### [DATA PROVIDED]
— BEGIN —
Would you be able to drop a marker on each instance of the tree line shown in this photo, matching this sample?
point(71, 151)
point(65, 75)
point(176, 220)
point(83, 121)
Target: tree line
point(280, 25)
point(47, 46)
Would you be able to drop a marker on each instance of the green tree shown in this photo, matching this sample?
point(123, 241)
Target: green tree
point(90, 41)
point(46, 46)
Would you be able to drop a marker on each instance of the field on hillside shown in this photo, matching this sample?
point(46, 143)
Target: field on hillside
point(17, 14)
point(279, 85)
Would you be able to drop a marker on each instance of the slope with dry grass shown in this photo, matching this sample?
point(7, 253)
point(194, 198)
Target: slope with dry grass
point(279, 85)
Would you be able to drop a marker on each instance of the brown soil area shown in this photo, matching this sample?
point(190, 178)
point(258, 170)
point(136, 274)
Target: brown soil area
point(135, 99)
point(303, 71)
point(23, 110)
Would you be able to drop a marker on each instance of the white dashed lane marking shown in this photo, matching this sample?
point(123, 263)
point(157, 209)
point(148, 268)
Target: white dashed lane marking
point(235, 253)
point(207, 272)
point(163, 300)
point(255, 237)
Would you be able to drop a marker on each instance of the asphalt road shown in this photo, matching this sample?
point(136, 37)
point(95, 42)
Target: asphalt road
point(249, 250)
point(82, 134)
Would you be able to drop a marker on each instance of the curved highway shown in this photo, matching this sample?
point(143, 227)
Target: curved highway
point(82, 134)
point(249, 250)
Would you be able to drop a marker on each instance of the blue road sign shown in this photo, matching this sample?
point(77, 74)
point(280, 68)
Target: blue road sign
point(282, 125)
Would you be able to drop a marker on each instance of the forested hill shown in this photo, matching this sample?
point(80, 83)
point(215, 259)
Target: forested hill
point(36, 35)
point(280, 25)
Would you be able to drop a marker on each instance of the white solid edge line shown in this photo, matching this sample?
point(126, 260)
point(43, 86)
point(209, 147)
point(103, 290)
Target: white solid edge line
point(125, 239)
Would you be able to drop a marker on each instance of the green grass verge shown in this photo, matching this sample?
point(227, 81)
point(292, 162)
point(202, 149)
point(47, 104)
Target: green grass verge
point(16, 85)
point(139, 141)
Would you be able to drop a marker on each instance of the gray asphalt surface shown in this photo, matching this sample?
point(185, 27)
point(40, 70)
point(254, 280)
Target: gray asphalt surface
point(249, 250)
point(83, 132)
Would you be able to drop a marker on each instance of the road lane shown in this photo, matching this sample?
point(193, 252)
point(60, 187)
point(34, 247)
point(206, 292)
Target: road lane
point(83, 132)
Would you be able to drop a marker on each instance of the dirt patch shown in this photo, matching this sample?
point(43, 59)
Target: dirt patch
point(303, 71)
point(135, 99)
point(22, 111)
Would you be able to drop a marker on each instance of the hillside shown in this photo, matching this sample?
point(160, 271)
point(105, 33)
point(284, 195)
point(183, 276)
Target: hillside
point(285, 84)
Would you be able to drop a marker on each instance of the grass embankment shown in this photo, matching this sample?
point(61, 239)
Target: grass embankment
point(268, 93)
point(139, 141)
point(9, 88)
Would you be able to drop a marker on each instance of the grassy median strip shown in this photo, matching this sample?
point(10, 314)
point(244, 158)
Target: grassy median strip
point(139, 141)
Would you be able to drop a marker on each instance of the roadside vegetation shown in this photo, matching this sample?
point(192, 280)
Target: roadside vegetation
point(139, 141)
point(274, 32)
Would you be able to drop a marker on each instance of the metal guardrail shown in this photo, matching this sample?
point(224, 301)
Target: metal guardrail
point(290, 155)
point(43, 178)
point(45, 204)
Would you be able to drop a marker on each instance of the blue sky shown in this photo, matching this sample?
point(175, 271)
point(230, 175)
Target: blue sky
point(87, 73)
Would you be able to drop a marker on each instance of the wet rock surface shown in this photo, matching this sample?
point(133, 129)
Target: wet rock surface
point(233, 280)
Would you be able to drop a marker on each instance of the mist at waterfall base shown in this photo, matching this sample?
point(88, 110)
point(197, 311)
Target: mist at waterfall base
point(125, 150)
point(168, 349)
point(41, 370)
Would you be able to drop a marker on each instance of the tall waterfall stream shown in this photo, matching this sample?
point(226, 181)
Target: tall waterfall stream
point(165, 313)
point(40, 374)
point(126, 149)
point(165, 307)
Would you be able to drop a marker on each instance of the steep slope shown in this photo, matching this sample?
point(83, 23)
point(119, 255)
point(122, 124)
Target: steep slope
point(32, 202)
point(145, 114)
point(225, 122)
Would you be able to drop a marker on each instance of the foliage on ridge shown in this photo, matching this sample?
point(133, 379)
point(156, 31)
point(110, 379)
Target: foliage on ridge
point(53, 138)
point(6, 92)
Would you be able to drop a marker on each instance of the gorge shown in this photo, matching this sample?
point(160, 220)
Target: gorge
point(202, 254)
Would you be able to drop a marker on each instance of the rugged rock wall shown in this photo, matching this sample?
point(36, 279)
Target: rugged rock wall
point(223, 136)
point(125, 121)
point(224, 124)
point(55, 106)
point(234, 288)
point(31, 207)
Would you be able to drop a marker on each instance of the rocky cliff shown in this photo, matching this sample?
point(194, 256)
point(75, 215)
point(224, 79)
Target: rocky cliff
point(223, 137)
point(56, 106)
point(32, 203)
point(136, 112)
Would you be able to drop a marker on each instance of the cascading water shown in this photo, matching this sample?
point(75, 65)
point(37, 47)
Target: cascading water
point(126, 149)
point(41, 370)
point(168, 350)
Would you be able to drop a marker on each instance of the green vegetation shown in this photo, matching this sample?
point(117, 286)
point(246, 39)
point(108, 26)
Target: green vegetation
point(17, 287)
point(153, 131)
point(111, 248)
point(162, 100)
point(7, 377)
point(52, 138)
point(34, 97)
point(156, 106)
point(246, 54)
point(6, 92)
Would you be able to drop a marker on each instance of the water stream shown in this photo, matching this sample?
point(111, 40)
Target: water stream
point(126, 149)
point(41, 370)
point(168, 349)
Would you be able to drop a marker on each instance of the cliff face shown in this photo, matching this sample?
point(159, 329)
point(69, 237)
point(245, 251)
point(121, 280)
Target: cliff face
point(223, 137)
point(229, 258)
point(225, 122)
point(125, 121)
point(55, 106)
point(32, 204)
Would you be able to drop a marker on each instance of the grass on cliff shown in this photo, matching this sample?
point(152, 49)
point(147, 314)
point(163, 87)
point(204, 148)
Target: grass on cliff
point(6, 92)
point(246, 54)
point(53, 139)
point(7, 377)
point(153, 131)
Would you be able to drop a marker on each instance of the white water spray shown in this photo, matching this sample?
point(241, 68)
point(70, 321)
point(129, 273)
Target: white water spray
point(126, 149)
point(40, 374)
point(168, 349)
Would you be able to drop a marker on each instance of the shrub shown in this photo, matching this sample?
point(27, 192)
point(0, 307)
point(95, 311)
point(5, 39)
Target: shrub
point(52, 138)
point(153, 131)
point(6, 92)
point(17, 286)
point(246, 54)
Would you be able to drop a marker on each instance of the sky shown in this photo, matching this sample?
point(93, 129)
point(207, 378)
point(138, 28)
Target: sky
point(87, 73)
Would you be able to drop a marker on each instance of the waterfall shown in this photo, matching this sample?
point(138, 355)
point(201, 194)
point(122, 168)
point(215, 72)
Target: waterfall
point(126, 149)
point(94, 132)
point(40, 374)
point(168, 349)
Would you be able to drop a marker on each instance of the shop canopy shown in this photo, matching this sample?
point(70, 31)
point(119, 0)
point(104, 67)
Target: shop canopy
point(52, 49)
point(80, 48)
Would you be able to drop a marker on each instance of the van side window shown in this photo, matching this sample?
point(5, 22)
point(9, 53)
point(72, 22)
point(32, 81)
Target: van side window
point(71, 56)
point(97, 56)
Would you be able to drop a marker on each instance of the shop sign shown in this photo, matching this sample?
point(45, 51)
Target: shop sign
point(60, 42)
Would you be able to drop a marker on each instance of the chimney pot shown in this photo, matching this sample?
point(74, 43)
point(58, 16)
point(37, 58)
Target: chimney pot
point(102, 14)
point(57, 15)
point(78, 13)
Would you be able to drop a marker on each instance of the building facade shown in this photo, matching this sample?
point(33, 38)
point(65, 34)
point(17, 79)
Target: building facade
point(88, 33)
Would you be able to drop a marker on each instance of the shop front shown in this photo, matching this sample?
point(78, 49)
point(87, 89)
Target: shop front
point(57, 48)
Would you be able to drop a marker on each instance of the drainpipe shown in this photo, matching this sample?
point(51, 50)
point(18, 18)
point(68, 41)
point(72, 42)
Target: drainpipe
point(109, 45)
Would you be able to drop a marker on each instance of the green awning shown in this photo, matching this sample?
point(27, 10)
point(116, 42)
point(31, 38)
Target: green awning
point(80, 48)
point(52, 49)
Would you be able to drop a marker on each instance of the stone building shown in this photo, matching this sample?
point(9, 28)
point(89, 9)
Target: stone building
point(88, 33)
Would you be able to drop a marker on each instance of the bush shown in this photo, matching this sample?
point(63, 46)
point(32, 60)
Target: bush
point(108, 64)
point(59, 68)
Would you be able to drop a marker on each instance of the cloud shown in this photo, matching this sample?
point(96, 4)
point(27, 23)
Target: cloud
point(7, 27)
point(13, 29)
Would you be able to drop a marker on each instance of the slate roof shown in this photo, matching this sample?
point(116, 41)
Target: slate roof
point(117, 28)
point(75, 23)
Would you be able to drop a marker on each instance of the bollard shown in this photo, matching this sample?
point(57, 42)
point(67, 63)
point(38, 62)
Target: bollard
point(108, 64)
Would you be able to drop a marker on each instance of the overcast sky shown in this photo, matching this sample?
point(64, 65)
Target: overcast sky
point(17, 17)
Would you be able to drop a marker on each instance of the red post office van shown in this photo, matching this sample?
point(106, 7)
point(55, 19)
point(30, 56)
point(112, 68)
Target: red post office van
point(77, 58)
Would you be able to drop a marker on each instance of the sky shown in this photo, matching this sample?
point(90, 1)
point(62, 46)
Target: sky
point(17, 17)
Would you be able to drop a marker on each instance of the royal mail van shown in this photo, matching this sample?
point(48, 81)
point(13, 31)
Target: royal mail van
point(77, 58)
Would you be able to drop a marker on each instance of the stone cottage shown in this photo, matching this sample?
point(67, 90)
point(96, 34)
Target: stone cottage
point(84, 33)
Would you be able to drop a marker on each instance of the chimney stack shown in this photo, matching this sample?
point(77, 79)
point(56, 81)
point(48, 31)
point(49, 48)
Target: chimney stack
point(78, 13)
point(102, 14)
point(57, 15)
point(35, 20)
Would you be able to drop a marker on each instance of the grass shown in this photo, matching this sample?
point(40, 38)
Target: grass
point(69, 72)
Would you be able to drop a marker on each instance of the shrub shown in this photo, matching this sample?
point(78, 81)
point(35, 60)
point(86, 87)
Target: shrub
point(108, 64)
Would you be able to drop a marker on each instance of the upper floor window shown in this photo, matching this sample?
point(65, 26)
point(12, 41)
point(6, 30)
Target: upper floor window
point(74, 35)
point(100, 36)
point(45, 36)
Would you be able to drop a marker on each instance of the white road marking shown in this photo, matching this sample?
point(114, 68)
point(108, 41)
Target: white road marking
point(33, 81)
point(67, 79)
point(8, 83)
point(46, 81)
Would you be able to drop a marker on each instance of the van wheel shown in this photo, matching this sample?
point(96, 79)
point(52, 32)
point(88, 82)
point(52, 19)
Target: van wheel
— END —
### [WHAT TO DO]
Copy out the rows starting with the line that contains "wall shown in this photo, matching this sample?" and going on through the line that contains "point(32, 204)", replacing "marker" with "pin" everywhere and leaving everything else unchanged.

### [WRITTEN SOLUTION]
Would you be able to drop a pin on each instance of the rugged rock wall shown in this photo, matching this sample?
point(36, 279)
Target: rugged rock wall
point(223, 136)
point(125, 121)
point(224, 124)
point(55, 106)
point(234, 288)
point(31, 207)
Would you be able to drop a pin on each instance of the rocky cliff shown in this photo, matching this sample?
point(194, 256)
point(75, 215)
point(224, 79)
Target: rocky cliff
point(223, 137)
point(56, 106)
point(32, 203)
point(136, 112)
Would you be able to drop a pin on each instance of the cascading water shown in this photo, matching this sample?
point(75, 65)
point(37, 47)
Target: cascading water
point(126, 149)
point(41, 370)
point(168, 350)
Would you be able to drop a pin on each instance of the green vegetation shown in this photo, matching this sample?
point(117, 286)
point(246, 39)
point(108, 26)
Target: green vegetation
point(17, 287)
point(153, 131)
point(111, 248)
point(162, 100)
point(7, 377)
point(52, 138)
point(34, 97)
point(156, 106)
point(246, 54)
point(6, 92)
Would you be able to drop a pin on each instance of the water stream shown in this photo, matching this sample?
point(111, 40)
Target: water stream
point(126, 149)
point(41, 370)
point(168, 349)
Would you be able to drop a pin on each instance of the cliff face shown in this photo, matching this sample?
point(159, 329)
point(69, 237)
point(245, 251)
point(121, 280)
Target: cliff face
point(223, 137)
point(229, 258)
point(225, 122)
point(125, 121)
point(55, 106)
point(32, 204)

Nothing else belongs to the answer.